__Task item__
Leave out the pictures and transcribe the rest of the records exactly.

[Stored data entries]
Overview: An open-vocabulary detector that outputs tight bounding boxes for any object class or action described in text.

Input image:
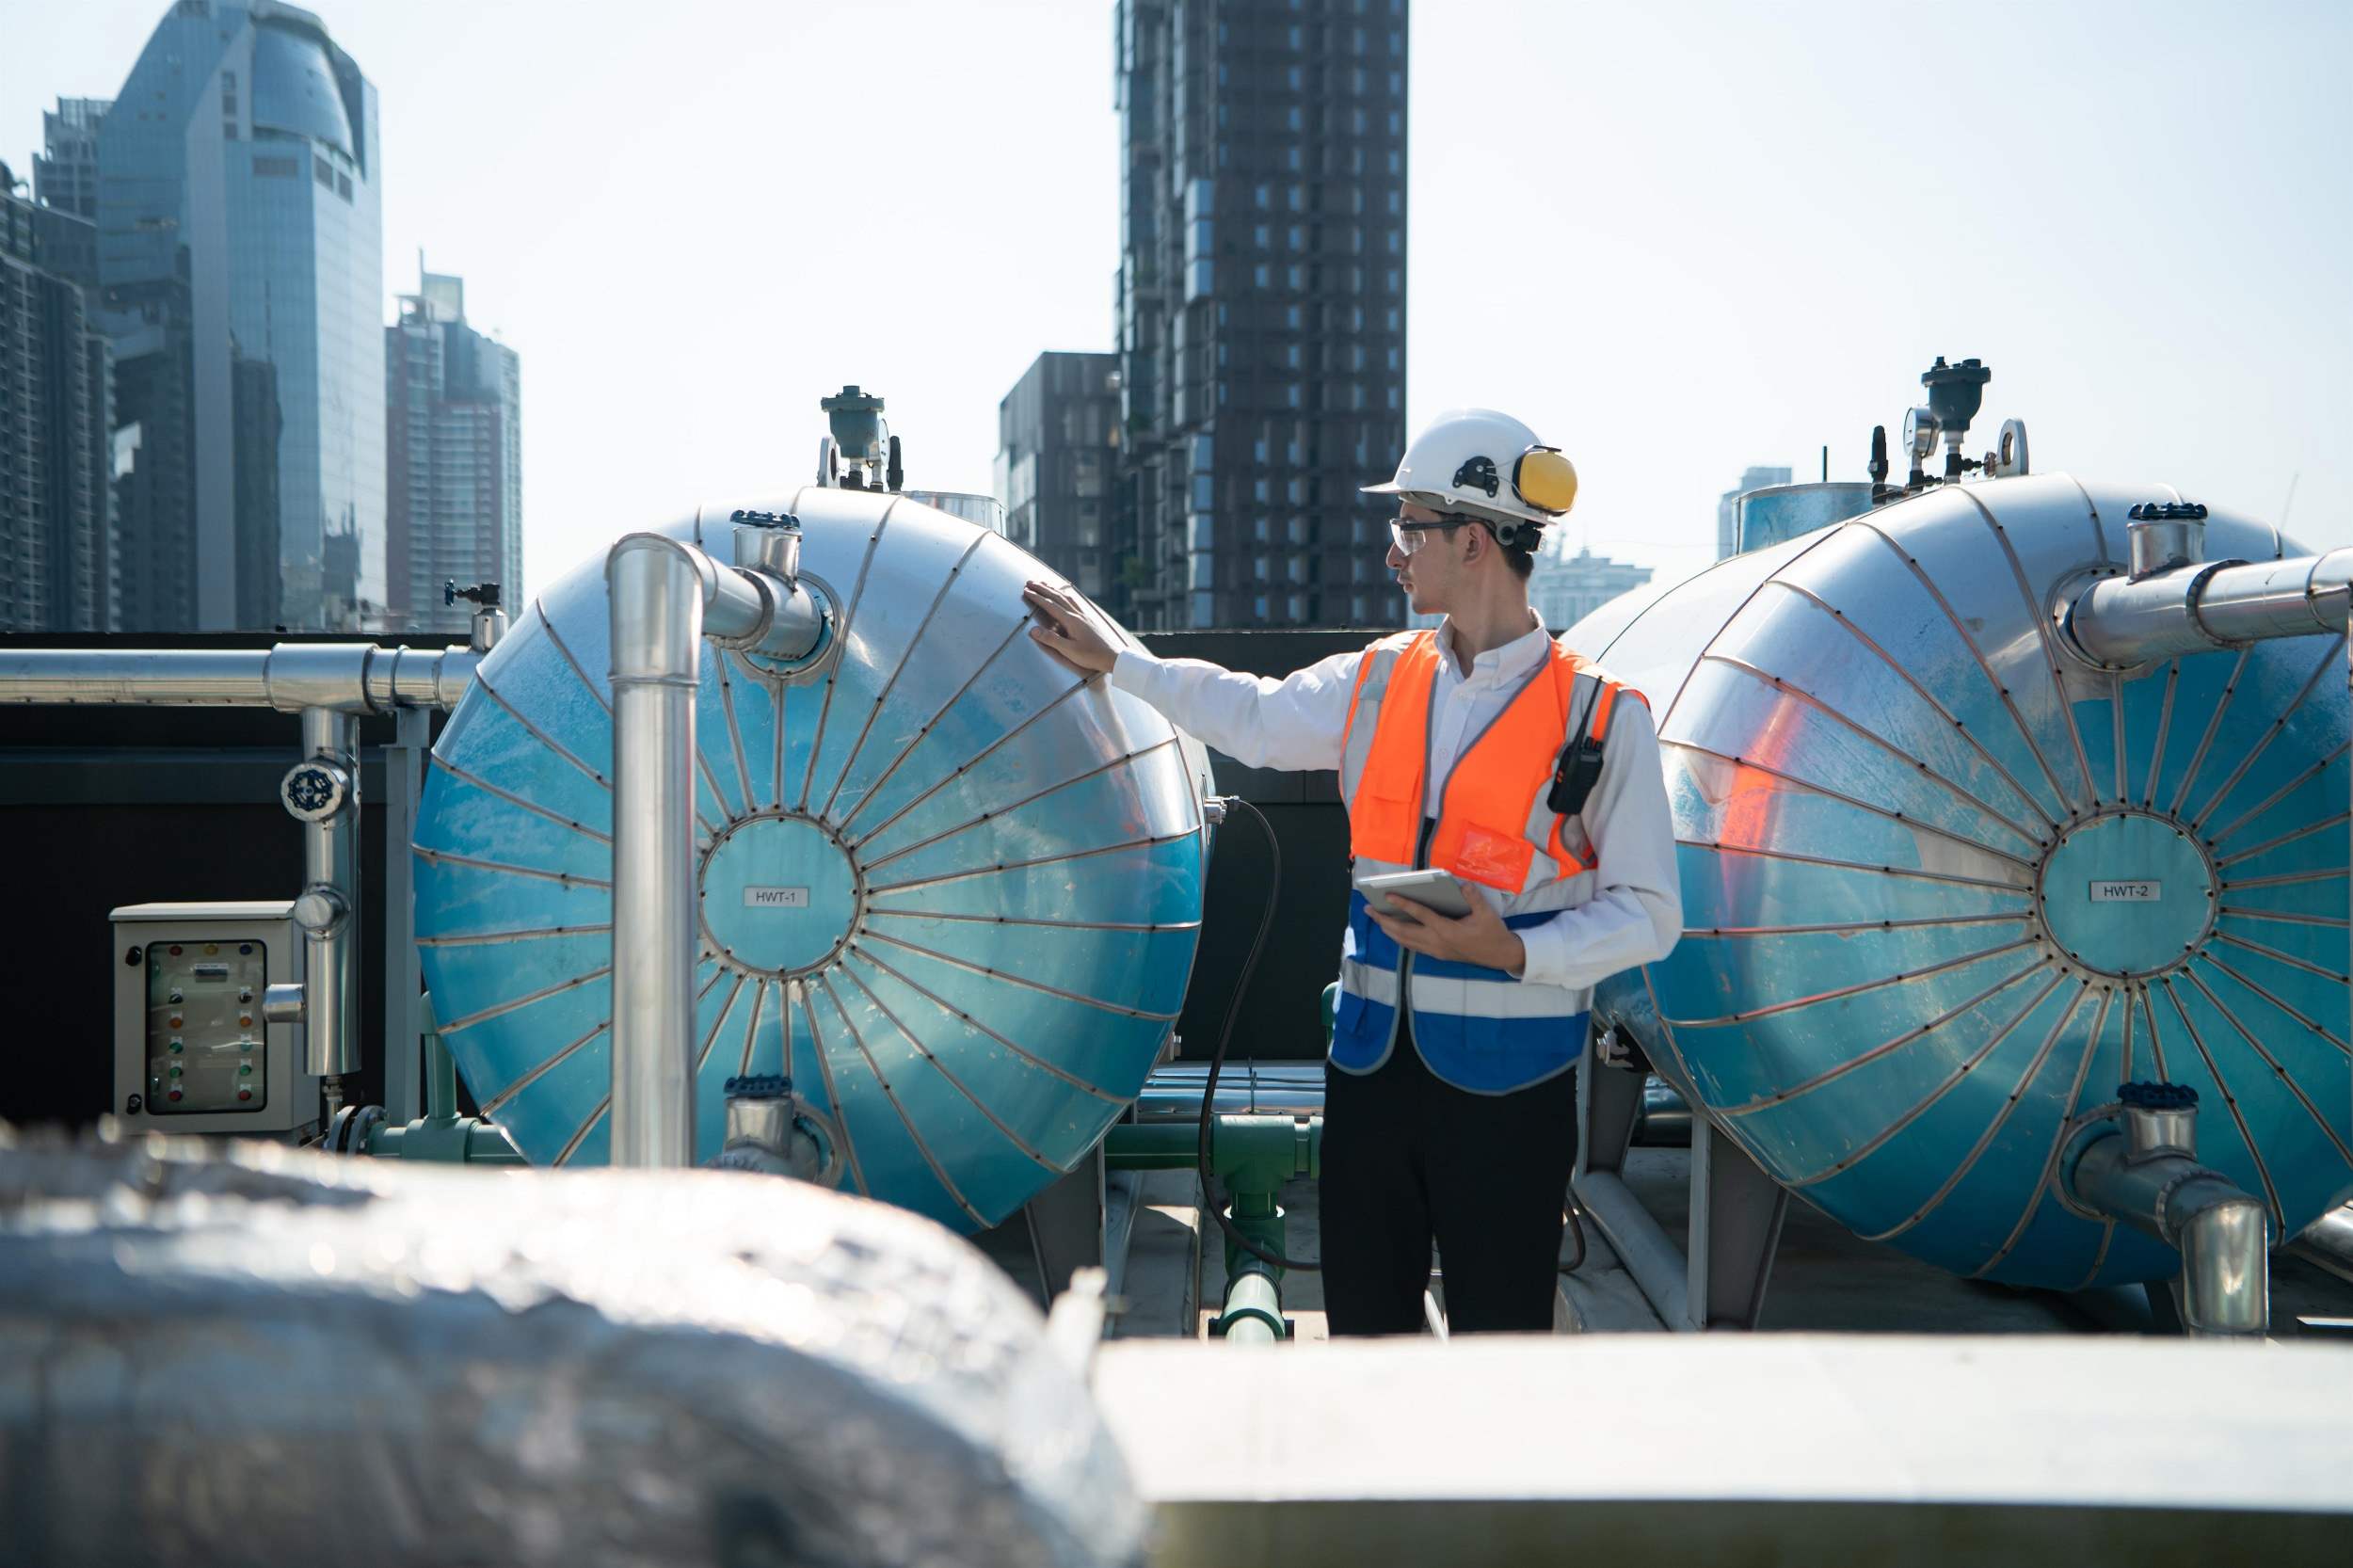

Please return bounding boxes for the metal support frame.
[0,642,476,1134]
[1025,1145,1109,1307]
[380,706,430,1123]
[1572,1046,1787,1332]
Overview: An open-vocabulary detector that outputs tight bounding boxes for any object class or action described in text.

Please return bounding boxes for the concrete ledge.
[1095,1335,2353,1564]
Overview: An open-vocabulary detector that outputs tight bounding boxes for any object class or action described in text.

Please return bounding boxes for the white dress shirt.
[1109,613,1683,991]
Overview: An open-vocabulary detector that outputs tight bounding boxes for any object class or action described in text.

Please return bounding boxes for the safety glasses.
[1386,517,1474,556]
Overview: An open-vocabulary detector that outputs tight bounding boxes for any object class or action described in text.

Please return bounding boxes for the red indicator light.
[168,945,183,956]
[236,1089,252,1102]
[167,1089,183,1102]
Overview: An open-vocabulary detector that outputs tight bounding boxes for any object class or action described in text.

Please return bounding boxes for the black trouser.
[1320,1013,1580,1336]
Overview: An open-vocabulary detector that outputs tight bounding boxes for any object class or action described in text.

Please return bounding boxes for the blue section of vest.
[1332,889,1590,1094]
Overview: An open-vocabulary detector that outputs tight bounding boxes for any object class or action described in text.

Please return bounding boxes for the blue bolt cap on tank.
[1565,474,2353,1291]
[412,490,1216,1232]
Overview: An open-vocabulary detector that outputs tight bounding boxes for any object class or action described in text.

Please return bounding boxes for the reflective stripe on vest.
[1330,629,1646,1094]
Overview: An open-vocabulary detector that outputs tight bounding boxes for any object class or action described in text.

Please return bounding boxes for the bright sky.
[9,0,2350,601]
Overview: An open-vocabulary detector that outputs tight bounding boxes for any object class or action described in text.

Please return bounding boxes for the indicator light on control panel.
[168,989,184,1004]
[238,1015,253,1029]
[168,1040,183,1052]
[239,989,253,1003]
[168,945,182,956]
[168,1064,182,1078]
[238,1064,251,1076]
[239,943,252,954]
[203,944,217,955]
[167,1089,183,1102]
[168,1015,183,1029]
[236,1089,252,1102]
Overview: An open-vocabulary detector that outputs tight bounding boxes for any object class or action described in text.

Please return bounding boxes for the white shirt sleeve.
[1109,646,1365,773]
[1513,699,1685,990]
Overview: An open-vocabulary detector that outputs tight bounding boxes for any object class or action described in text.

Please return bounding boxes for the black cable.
[1195,794,1320,1272]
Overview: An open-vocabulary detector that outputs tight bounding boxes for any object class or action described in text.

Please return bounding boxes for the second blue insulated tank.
[1567,474,2353,1289]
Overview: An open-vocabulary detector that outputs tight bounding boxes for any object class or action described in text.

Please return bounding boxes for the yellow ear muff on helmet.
[1513,445,1578,516]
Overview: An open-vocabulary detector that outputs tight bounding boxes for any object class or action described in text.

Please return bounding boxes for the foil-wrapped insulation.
[0,1128,1144,1567]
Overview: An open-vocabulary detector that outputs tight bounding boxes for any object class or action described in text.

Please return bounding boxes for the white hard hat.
[1362,408,1579,546]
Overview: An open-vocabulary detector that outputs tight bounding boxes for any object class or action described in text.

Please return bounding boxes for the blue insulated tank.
[1567,475,2353,1288]
[412,489,1214,1231]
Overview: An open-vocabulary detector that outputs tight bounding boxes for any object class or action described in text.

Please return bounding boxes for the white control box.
[111,902,315,1138]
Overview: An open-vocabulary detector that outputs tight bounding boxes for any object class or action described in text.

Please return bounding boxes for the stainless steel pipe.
[0,643,479,712]
[606,536,706,1170]
[2066,1097,2270,1338]
[296,707,362,1083]
[604,532,831,1170]
[2067,548,2353,667]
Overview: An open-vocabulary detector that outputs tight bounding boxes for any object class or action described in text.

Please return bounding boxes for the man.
[1020,408,1680,1335]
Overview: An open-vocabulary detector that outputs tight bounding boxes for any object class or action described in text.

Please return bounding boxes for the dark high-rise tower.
[995,351,1124,616]
[0,163,116,632]
[1112,0,1409,631]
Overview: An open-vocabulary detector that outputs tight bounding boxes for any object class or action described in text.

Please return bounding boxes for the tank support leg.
[1024,1147,1106,1308]
[1689,1119,1789,1331]
[1575,1040,1786,1331]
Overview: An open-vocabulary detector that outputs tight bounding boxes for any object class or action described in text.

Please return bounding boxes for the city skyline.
[7,0,2349,617]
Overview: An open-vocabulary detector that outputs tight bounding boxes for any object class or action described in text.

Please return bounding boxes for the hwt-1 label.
[744,887,811,909]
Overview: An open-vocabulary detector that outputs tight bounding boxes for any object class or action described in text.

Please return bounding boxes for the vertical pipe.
[298,707,360,1087]
[606,536,705,1168]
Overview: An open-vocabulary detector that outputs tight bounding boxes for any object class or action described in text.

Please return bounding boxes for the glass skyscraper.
[95,0,383,630]
[1113,0,1410,631]
[387,270,522,635]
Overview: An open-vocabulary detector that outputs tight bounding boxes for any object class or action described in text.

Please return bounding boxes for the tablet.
[1354,869,1474,920]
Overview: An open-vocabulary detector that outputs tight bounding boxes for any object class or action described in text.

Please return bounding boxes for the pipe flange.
[2048,563,2153,678]
[733,569,842,687]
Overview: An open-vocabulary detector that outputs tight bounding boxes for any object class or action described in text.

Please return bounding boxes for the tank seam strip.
[817,533,988,822]
[1700,651,2045,849]
[1861,978,2088,1241]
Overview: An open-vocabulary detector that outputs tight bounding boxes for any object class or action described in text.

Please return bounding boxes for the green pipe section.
[360,991,524,1164]
[1216,1269,1285,1344]
[1104,1114,1319,1344]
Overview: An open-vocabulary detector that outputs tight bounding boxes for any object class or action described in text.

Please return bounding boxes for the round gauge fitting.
[280,760,351,822]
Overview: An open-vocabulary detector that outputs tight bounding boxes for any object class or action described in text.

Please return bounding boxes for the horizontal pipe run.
[0,644,480,712]
[1131,1061,1327,1123]
[2068,548,2353,666]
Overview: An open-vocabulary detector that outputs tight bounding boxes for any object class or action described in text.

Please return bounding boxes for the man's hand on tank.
[1368,888,1528,975]
[1022,580,1118,676]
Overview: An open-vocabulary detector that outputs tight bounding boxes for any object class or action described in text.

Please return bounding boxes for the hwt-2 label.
[2089,881,2160,902]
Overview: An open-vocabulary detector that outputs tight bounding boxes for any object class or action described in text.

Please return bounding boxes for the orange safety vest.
[1331,628,1646,1093]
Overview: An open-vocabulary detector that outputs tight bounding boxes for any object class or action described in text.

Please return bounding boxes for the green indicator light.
[168,1064,183,1078]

__Solved problem__
Overview: An open-vocabulary detector that outputs tight bounding boxes for any object class or action described in text.

Input image:

Please return bounding boxes for the metal support frame.
[0,642,476,1134]
[1025,1145,1109,1307]
[380,706,430,1123]
[1572,1046,1787,1332]
Overview: An open-vocabulary detector that outputs tight bounding boxes for any object class or action described in text.

Please return bounding boxes for the concrete ledge.
[1095,1335,2353,1564]
Overview: An open-vocabulary detector that outputs tight bounding boxes for any object class or action described in text.

Please return bounding boxes for the white dress shirt.
[1109,613,1683,991]
Overview: An open-vocabulary detector that outputs tight bounding boxes for any object class or action described in text.

Please return bounding boxes for the safety glasses.
[1386,517,1474,556]
Overview: An open-vocabulary detector that outputs tight bounding boxes for any object class or action described in text.

Please return bounding boxes for the red indicator light.
[168,945,183,956]
[236,1089,252,1102]
[167,1089,183,1102]
Overview: An open-vocabulary detector that outputs tight bounding boxes for any object class or action described in text.

Please return bounding boxes for the black trouser.
[1320,1013,1580,1336]
Overview: An open-vocabulary detector that outputs tight bounding boxes for any object class or action described in text.

Please return bounding boxes for the blue section of vest.
[1332,889,1590,1094]
Overview: An open-vocabulary detector that outputs tight bounding boxes for any object class or action described in text.

Please return bounding boxes for the blue bolt cap on tank.
[1565,474,2353,1291]
[412,490,1216,1232]
Overview: An open-vocabulary detector that outputs tight bounding boxes for any object class or action described in text.

Please return bounding boxes for the reflective stripe on vest.
[1330,629,1646,1094]
Overview: An open-vocabulary detector that outputs tight bounding boxes for any object class or action described in text.

Please return bounding boxes for the bright sky.
[9,0,2350,601]
Overview: An open-vocabulary detector that outputs tight bounding boxes for any object class or action described in text.

Please return bounding boxes for the indicator light on control panel.
[168,989,184,1004]
[238,1015,253,1029]
[168,1040,183,1052]
[239,989,253,1003]
[168,945,182,956]
[168,1064,182,1078]
[238,1064,251,1076]
[239,943,252,954]
[203,944,217,955]
[167,1089,183,1102]
[168,1015,183,1029]
[236,1089,252,1102]
Overview: An open-vocabulary detector that outputs tight bounding boxes for any object class or action described in text.

Please return bounding boxes for the white shirt sleeve.
[1109,646,1365,773]
[1513,699,1685,990]
Overview: An open-vocabulary detector that outputs tight bounding boxes for any object class or action described in text.

Please return bounding boxes for the black cable.
[1195,794,1320,1272]
Overview: An open-vocabulary detector that outputs tight bounding boxes for any object class or action described in text.

Please return bounding boxes for the second blue insulated tank.
[1567,474,2353,1289]
Overview: An open-vocabulary detector that outputs tight bounding boxes for any object class or action described in text.

Please return bounding boxes for the yellow ear muff on helmet.
[1513,445,1578,516]
Overview: An open-vocabulary detector that outputs tight bounding boxes for any object class or action described in text.

Please return bounding boxes for the foil-wrapped insulation.
[0,1128,1144,1567]
Overview: An open-vocabulary detector that outputs tight bounding boxes for any object class or action described in text.

Please return bounding boxes for the white hard hat.
[1362,408,1579,546]
Overview: An open-vocabulary detector that outputs tight bounding boxes for any object class or action described in text.

Please return bounding boxes for the blue insulated tank.
[1567,475,2353,1288]
[412,489,1214,1231]
Overview: An open-vocabulary detector that outputs tight bounding boxes for any object class or action described in text.

Please return bounding boxes for the white control box.
[111,902,315,1138]
Overview: An open-vocabulary detector that outputs tight bounding boxes for any object class or action described in text.

Please return bounding boxes for the stainless steel pipe.
[0,643,479,712]
[606,536,706,1170]
[2066,1097,2270,1338]
[296,707,362,1083]
[604,532,831,1170]
[2067,548,2353,667]
Overview: An open-vocabulary detector that outputs tight bounding boxes for any object class or action described in text.

Please return bounding boxes for the man.
[1020,408,1680,1335]
Overview: An open-vocabulary detector that outputs tight bounding boxes for any object class or action described in text.

Please return bounding boxes for the dark high-rise tower.
[995,351,1124,616]
[0,163,116,632]
[1112,0,1409,631]
Overview: An open-vocabulary detector that outputs tight bounding boxes for any object class or action described in text.

Please return bounding boxes for the tank support leg.
[1024,1147,1106,1308]
[1689,1119,1789,1331]
[1575,1040,1786,1331]
Overview: An open-vocabulary detector that outputs tight bounding boxes for any object class or action described in text.

Please return bounding boxes for the city skyline.
[7,0,2349,617]
Overview: An open-vocabulary detector that outputs tight bounding boxes for any object class or action described in text.

Please return bounding boxes for the hwt-1 label.
[744,887,811,909]
Overview: An open-vocabulary detector that outputs tight bounding boxes for any object class or action described in text.

Please return bounding boxes for the vertical pipe.
[298,707,360,1087]
[606,536,705,1168]
Overview: An open-vocabulary detector that outputs tight bounding boxes for any object class or action described in text.

Please return bounding boxes for the glass skyscraper.
[95,0,383,630]
[1113,0,1410,631]
[387,270,522,635]
Overview: An open-vocabulary detector that outputs tight bounding boxes for any object class or action described in text.

Please return bounding boxes for the tablet.
[1354,869,1474,920]
Overview: An open-vocabulary detector that outputs tight bounding boxes for any object class or action described in text.

Please return bounding boxes for the pipe flange.
[2048,563,2153,678]
[733,569,842,687]
Overview: An open-vocabulary detector that outputs tight bounding boxes for any object class or action described in text.

Please return bounding boxes for the tank seam strip.
[817,533,988,822]
[1700,651,2045,849]
[1861,978,2088,1241]
Overview: An open-vocabulary detector that outputs tight bounding boxes for any object class or action described in text.

Please return bounding boxes for the green pipe section.
[360,991,524,1164]
[1216,1269,1285,1344]
[1104,1114,1319,1344]
Overview: An open-vocabulary detector that outputs tight bounding boxes for any object class or action described in text.

Please return bounding boxes for the round gauge fitting.
[280,760,351,822]
Overview: An open-vocabulary detector that outputs tight bounding boxes for any object class or action described in text.

Please return bounding boxes for the horizontal pipe run.
[0,644,480,712]
[1131,1061,1327,1123]
[2068,548,2353,666]
Overview: An open-vocabulary detector that outputs tight bounding boxes for any object class or action described in text.

Please return bounding boxes for the man's hand on tank.
[1368,888,1528,975]
[1022,580,1118,676]
Overview: An open-vocabulary detector that outputs tight bounding boxes for any object class or action described in text.

Please return bounding boxes for the hwt-2 label.
[2089,881,2160,902]
Overview: An open-vocabulary detector that outputs tight bounding boxes for any object class or action described in text.

Please return bounding boxes for the orange safety vest.
[1331,628,1646,1093]
Overview: An open-vocabulary detector that outputs tight bounding boxes for any object class or action described in text.

Please return bounding boxes for the green indicator light.
[168,1064,183,1078]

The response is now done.